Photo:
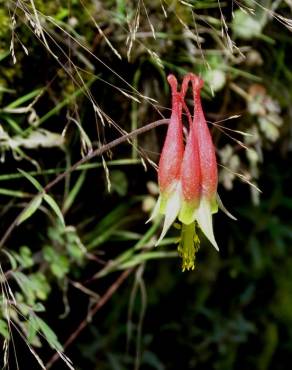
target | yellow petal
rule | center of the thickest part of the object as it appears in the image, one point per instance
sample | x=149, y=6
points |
x=204, y=219
x=171, y=212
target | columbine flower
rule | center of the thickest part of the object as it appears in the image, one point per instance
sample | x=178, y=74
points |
x=187, y=175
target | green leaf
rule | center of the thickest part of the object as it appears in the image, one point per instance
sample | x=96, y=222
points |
x=4, y=329
x=74, y=192
x=53, y=204
x=31, y=179
x=49, y=334
x=30, y=210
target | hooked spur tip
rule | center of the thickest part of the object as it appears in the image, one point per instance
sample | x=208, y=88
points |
x=197, y=81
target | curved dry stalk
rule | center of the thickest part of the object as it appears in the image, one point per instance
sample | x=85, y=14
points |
x=95, y=153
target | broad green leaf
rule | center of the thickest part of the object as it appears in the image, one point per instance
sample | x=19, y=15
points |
x=30, y=210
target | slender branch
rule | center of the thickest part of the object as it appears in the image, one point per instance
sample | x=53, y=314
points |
x=108, y=294
x=95, y=153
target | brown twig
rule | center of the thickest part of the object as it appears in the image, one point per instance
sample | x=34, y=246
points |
x=111, y=290
x=94, y=153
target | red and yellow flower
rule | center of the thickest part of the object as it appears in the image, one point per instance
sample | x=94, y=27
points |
x=187, y=173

++++++++++++++++++++

> [Requisito]
Reescreva a listagem do início até a linha com "x=187, y=175", inclusive, substituindo "yellow petal" por "orange petal" e sem alterar mais nada. Deixe as fotos de fora da resposta.

> [Tarefa concluída]
Photo:
target | orange petal
rule | center of the thickest part of the object as it appears in the image, one point per instance
sample | x=149, y=6
points |
x=204, y=219
x=171, y=212
target | columbine flower
rule | center of the thickest part of the object as it appears in the image, one point per instance
sample | x=178, y=74
points |
x=187, y=175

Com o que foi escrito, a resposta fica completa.